# START OF TASK MATERIAL

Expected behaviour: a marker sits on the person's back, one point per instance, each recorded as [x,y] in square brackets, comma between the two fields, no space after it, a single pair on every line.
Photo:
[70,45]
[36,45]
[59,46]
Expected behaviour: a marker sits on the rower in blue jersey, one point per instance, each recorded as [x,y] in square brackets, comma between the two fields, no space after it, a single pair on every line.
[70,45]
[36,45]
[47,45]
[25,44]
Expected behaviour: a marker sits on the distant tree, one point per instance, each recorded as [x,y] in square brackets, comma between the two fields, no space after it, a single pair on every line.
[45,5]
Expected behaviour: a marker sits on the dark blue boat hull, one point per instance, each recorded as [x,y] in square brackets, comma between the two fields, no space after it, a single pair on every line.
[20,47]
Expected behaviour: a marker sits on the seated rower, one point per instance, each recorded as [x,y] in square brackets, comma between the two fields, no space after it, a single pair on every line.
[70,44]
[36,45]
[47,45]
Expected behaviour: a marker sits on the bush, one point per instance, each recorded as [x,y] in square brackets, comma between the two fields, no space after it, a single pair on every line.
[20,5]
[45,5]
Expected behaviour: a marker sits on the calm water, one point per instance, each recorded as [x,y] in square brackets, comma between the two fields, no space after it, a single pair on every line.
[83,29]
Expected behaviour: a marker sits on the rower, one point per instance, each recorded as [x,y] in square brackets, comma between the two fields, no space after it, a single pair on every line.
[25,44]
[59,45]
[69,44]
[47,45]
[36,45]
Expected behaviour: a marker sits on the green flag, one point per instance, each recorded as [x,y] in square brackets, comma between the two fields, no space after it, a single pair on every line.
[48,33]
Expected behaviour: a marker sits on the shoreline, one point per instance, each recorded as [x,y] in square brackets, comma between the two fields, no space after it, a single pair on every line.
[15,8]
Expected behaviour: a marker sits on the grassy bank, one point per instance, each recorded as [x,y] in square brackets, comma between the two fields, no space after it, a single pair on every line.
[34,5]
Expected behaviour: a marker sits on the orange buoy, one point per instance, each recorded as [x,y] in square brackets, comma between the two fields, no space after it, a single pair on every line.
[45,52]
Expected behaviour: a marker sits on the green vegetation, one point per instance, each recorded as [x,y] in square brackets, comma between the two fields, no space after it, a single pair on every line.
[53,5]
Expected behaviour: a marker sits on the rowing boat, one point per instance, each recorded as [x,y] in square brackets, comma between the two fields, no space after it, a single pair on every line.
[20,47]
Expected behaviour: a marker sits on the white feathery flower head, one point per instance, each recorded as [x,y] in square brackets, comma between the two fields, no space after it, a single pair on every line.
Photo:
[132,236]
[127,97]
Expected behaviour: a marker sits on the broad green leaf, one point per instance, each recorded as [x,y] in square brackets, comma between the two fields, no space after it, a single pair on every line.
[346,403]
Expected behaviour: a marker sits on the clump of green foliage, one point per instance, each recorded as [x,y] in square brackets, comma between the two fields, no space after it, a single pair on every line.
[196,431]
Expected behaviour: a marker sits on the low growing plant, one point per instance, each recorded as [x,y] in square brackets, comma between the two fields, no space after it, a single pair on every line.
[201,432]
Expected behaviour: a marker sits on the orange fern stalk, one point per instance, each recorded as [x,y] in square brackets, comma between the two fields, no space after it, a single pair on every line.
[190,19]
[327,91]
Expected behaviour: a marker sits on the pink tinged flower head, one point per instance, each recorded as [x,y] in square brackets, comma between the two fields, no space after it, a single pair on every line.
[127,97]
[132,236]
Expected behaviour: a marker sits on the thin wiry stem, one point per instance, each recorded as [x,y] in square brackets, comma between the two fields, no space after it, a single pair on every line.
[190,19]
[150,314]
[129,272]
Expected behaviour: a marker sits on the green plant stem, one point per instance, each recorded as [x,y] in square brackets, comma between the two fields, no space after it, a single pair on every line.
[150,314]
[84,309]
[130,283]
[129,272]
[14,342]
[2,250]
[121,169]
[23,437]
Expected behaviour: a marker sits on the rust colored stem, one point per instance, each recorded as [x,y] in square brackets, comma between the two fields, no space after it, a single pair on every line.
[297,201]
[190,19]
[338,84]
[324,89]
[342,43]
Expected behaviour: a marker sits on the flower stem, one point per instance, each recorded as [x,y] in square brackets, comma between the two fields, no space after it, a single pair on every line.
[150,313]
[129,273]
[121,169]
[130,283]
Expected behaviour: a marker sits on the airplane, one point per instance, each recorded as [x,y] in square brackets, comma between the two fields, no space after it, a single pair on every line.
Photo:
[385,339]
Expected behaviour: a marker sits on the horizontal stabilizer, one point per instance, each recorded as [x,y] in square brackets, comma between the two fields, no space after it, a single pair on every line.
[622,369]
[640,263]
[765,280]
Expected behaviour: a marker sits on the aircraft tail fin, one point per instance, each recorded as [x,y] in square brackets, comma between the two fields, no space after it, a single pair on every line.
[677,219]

# END OF TASK MATERIAL

PROMPT ▸ With the line containing "Expected behaviour: a marker sits on the pink" as the first and the last line of the records as the final one, print exactly the lines in that span.

EXPECTED ANSWER ▸
Expected behaviour: a marker sits on the pink tinged flower head, one point per instance, each recorded as [x,y] in square brackets, comma between the two fields, no space after it, a single pair on every line.
[127,97]
[132,236]
Expected behaviour: a marker sits on the thin wiry stem, one point per instance, each recorded as [x,y] in square brackets, comma between the two fields, no space after it, a single pair on every line.
[190,19]
[150,314]
[129,272]
Expected behaviour: a marker sits on the green plant stem, one point per instance, each recorded as [x,y] in square brackets, comma between the two fields, no space after it, a single pair on every line.
[150,314]
[84,309]
[130,283]
[129,272]
[14,342]
[2,250]
[121,169]
[23,437]
Expected behaviour: a marker sits on the rust colored stem, one point per instance, each recorded as [x,y] in square brackets, comma between the two fields, no space after it, a single pair on every line.
[297,201]
[190,19]
[338,84]
[324,89]
[342,43]
Expected behaviour: a marker sits on the flower stem, one point per instance, each recorded as [x,y] in square brackets, comma between the two fields, no space after it, a single pair on every line.
[150,313]
[129,273]
[121,169]
[130,283]
Expected behaviour: a marker sits on the airplane, one point per instance, each recorded as [x,y] in square brackets, comma between the two fields, no space after it, a single pair on every line.
Photo:
[385,339]
Expected behaviour: a marker sits on the horizontal stabilizer, one point per instance, each recorded as [x,y] in square brackets, comma between the two fields, no space after it, a single pair on every line.
[622,369]
[640,263]
[765,280]
Expected behaviour: a marker sits on the aircraft tail fin, one point per instance, each recorded as [x,y] in square brackets, comma between the two fields, no space after it, a single pair on every line.
[677,219]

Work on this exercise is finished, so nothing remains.